Problem/Opportunity Questions

The Problem/Opportunity Question helps the client discover potential problems and opportunities, but there are several other effects that this kind of question has on prospective customers:

  1. They’re usually more interesting to the client than Circumstantial Questions
  2. They increase the sales person’s credibility
  3. They demonstrate the sales person’s sincere interest in understanding the prospective client

What Questions to Ask Customers When Looking for Intimate Information

The best way you can elicit intimate information from your potential client without jeopardizing the business relationship is to show them your intimate information first. All of your valuable information should be located in your educational briefing.

One tactic to use in order to segue into the Middle of the Predictive Sales Funnel ™ is to show a statistic from our briefing. If we don’t get a response, we initiate a response from the prospective customer with a Problem/Opportunity Question.

What Kind of Sales Questions Are Problem/Opportunity Questions?

Problem/Opportunity Question questions should be very subtle—especially at first. They should follow a setup of a common problem or opportunity for others in the industry. This way, a potentially intimate question won’t jeopardize your valuable business relationship. Following a piece of information or statistic like, “One of the main concerns of 80% of your customers is the high attrition rate of their employees,” you might ask something like this:

“Does that sound about right for your company?”

In the old board game Battleship, we asked questions to get the whereabouts of the other person’s ships.

Asking Problem/Opportunity Questions is asking if we hit the battleship. It only informs us if there’s something to pursue.

In the game, when we ask about a location and get the answer “miss,” we continue to ask questions to find the hits. We do the same in the business relationship when we ask to our prospective customer these questions, but the game is impossible if the prospect doesn’t want to play.

Questions to Ask Customers When You’re on the Right Track

We offer reciprocity in the business interaction by continuing to share our briefing while we look for problems and opportunities.

If you have ever played Battleship, you know what to do when you finally “hit” something. If we hit G-4, our next call is G-5 or F-4. We stay with this problem until we sink the war ship.

Our problem/opportunity questions should demonstrate an understanding of a need or opportunity.  The seller can increase their level of credibility with their insight into potential problems or opportunity and it demonstrates genuine interest to understand the prospective customer.

What Sales Questions to Actually to Ask Potential Clients

In case you understand the concept of the Problem/Opportunity Question but not the execution, here are some examples of sales questions:

  • What is the most important initiative that you want to accomplish in the next year?
  • What have you tried so far to remedy the problem?
  • What do you think is missing?
  • What are the top 3 things a customer wants from you?


In order to find out what a potential client wants, we have to trade them information. Much of a company’s business is considered intimate information, but by exercising the principle of reciprocity, the sales person can learn about their prospective client’s problems and opportunities without hazarding the business relationship.

:: Raw records ::
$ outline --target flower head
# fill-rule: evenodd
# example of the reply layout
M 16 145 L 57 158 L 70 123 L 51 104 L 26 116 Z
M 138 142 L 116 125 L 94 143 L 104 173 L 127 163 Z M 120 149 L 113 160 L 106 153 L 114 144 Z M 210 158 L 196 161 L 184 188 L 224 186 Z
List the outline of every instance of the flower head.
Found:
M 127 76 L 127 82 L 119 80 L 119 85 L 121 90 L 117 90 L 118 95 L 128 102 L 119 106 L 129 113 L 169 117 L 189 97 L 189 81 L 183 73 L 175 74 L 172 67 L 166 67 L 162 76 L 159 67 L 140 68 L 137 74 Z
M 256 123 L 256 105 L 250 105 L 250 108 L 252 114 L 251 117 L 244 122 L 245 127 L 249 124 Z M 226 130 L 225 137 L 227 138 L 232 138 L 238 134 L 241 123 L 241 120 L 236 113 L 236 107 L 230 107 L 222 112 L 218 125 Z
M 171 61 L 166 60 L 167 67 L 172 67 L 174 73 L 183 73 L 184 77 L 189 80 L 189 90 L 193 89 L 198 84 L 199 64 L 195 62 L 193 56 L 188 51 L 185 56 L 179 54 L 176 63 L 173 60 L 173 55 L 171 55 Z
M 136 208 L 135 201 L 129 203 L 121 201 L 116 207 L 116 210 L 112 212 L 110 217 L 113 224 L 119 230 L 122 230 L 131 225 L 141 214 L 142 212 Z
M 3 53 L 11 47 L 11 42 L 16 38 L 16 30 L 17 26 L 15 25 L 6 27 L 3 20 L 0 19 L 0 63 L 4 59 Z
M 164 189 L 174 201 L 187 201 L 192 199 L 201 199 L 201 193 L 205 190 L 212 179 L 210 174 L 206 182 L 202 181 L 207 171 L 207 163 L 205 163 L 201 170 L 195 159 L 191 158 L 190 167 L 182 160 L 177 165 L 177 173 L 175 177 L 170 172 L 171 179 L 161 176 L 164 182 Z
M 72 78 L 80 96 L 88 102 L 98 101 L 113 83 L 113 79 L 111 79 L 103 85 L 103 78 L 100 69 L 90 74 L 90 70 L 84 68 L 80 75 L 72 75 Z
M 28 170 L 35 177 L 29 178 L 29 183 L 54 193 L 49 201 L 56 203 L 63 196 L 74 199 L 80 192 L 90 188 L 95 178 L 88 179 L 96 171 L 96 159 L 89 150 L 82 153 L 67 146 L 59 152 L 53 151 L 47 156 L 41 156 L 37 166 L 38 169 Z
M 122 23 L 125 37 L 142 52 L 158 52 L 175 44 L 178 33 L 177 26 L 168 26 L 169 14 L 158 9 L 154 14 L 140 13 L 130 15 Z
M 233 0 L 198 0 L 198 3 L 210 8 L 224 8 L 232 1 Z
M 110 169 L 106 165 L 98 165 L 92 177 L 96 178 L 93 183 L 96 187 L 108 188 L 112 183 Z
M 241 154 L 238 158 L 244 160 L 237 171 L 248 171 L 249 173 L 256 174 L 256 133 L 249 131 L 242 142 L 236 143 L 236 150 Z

:: Required work ::
1) Decide whether each statement agrees with the passage on Problem/Opportunity Questions. Answer yes or no for each, and quote the words from the passage that decide it.
(a) Problem/Opportunity Questions are usually less interesting to the client than Circumstantial Questions.
(b) After a hit on G-4 in Battleship, the next call is G-5 or F-4.
(c) All of your valuable information should be kept in your educational briefing.
2) List every example sales question given as a bullet point in the passage on Problem/Opportunity Questions.
3) In the sample statistic in the passage on Problem/Opportunity Questions, what share of customers has high employee attrition as one of its main concerns?

:: Solution list ::
1)
(a) No: "They’re usually more interesting to the client than Circumstantial Questions"
(b) Yes: "If we hit G-4, our next call is G-5 or F-4."
(c) Yes: "All of your valuable information should be located in your educational briefing."

2)
- What is the most important initiative that you want to accomplish in the next year?
- What have you tried so far to remedy the problem?
- What do you think is missing?
- What are the top 3 things a customer wants from you?

3) 80%